### Work required
Rewrite all of the material, changing "Annotate" to "Mark" and leaving everything else as it is.
** start Exercise materials **
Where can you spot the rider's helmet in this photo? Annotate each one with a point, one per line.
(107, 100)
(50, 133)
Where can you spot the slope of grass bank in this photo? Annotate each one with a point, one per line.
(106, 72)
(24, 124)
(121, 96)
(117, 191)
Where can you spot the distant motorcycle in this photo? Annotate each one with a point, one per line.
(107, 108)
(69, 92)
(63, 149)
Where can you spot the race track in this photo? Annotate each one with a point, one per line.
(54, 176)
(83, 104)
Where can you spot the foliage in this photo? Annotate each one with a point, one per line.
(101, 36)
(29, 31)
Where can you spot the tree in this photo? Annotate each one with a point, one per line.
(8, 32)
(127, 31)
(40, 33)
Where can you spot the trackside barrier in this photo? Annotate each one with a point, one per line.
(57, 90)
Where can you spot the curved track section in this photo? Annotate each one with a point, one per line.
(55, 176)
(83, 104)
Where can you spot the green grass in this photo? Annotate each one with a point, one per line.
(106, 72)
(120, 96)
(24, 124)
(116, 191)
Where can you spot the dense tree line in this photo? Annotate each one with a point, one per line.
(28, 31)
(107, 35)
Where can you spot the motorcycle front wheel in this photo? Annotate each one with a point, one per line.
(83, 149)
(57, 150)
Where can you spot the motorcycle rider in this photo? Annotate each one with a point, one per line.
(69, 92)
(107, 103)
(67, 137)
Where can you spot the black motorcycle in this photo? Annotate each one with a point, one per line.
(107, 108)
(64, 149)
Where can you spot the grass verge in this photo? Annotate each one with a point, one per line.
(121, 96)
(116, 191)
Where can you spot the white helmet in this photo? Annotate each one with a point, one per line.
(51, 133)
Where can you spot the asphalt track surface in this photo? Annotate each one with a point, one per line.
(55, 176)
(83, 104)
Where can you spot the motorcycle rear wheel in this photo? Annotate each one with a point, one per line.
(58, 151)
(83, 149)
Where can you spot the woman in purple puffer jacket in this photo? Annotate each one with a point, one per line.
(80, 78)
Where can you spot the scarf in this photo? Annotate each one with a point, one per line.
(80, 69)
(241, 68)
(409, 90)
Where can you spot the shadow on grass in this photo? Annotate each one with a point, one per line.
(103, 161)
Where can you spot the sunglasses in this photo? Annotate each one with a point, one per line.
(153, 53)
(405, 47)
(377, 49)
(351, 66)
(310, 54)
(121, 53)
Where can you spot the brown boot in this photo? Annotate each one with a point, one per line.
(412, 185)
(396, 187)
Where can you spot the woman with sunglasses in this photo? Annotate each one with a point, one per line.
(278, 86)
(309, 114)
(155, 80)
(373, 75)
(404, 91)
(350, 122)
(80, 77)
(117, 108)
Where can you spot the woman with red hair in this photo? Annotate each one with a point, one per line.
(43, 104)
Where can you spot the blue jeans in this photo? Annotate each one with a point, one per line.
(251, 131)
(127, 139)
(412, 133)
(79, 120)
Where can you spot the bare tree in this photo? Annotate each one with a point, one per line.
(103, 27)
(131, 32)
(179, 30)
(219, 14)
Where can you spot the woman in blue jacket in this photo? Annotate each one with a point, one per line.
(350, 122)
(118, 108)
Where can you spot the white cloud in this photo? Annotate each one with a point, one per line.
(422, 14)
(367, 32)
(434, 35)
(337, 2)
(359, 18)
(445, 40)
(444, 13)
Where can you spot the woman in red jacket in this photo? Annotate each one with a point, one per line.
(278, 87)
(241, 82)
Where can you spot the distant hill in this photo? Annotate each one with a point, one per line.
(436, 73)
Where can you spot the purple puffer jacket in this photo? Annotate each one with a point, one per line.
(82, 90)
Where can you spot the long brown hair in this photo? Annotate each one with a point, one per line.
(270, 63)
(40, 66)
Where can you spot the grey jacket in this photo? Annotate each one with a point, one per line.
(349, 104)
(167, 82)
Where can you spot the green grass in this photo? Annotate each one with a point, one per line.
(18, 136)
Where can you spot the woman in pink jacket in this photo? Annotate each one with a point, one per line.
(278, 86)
** end Exercise materials **
### Right answer
Where can you spot the rider's helmet in this photo? Mark each one with a point, one per line.
(107, 100)
(50, 133)
Where can you spot the slope of grass bank in this photo? Mark each one with a point, one per line.
(106, 72)
(24, 124)
(121, 96)
(117, 191)
Where can you spot the distant motorcycle in this photo? Mark each one with a point, one per line.
(107, 108)
(69, 92)
(63, 149)
Where can you spot the race track in this photo? Mark each one with a point, one per line.
(54, 176)
(83, 104)
Where can you spot the foliage in this photo? Mark each one with a point, one per line.
(101, 36)
(29, 31)
Where can you spot the tree in this photo? Mark each one with a point, one per line.
(8, 32)
(127, 31)
(40, 33)
Where can you spot the trackside barrier in this photo? Mark each one with a point, one per line.
(57, 90)
Where can you spot the curved track section in this photo? Mark each one with a point, one per line.
(55, 176)
(83, 104)
Where can you spot the green grass in this photo? Mark each one with a point, one per line.
(106, 72)
(120, 96)
(24, 124)
(116, 191)
Where can you spot the dense tree line in this photo? Mark each one with a point, one per line.
(28, 31)
(107, 35)
Where can you spot the motorcycle front wheel in this photo? Mark each one with a point, one per line.
(83, 149)
(57, 150)
Where can you spot the motorcycle rider in this photo? Mark each one with a point, one per line.
(69, 92)
(107, 103)
(67, 137)
Where can you spot the black motorcycle in this photo? Mark each one with a point, one per line.
(107, 108)
(64, 149)
Where can you spot the grass verge in this photo? Mark each one with a point, one per line.
(121, 96)
(116, 191)
Where can you spot the white helmet in this photo? Mark each one with a point, one per line.
(51, 133)
Where can you spot the asphalt track surface in this photo? Mark each one with a point, one per line.
(55, 176)
(83, 104)
Where can you spot the motorcycle rear wheel in this photo? Mark each one with a point, one per line.
(58, 151)
(83, 149)
Where can you spot the woman in purple puffer jacket in this photo? Mark each one with a point, one per line.
(80, 78)
Where can you spot the scarf in this photo? Mark each one with a point, one per line.
(80, 69)
(241, 68)
(409, 90)
Where can you spot the shadow on grass in this photo? Mark each one with a point, one per line.
(103, 161)
Where can you spot the sunglasses in this photo? Mark each one with a point, one per line.
(153, 53)
(405, 47)
(377, 49)
(351, 66)
(310, 54)
(121, 53)
Where can you spot the brown boot in this photo? Mark each one with a point, one per line.
(412, 185)
(396, 187)
Where can you spot the woman with sunglasses in this photo? Mark each one with a point, one per line.
(278, 86)
(309, 114)
(155, 80)
(373, 75)
(404, 91)
(350, 122)
(80, 77)
(117, 108)
Where can you spot the woman with red hair in this photo? Mark each one with a point, one per line.
(43, 104)
Where can you spot the blue jeans in this photo? Mark each one with a point, one per line.
(251, 131)
(127, 139)
(412, 133)
(79, 120)
Where can you spot the bare tree in this photo? Mark each one with a point, one per line.
(103, 27)
(131, 32)
(179, 30)
(219, 14)
Where can you spot the woman in blue jacket in this photo? Mark each one with a point, one per line.
(350, 122)
(118, 108)
Where can you spot the white cloud in this photo? Mark each one with a point, one per line.
(422, 14)
(367, 32)
(434, 35)
(337, 2)
(359, 18)
(445, 40)
(444, 13)
Where can you spot the woman in red jacket in this photo? Mark each one with a point, one per line.
(278, 87)
(241, 82)
Where can you spot the distant hill in this photo? Mark each one with a point, one per line.
(436, 73)
Where can you spot the purple puffer jacket in this photo? Mark each one with a point, one per line.
(82, 90)
Where can you spot the long brown hair in this photo? Mark each one with a point, one per line.
(270, 63)
(40, 66)
Where can you spot the grey jacket in this photo? Mark each one with a point, one per line.
(349, 104)
(167, 82)
Where can you spot the green grass in this photo? Mark each one with a point, one per line.
(18, 136)
Where can you spot the woman in pink jacket in this photo? Mark each one with a point, one per line.
(278, 86)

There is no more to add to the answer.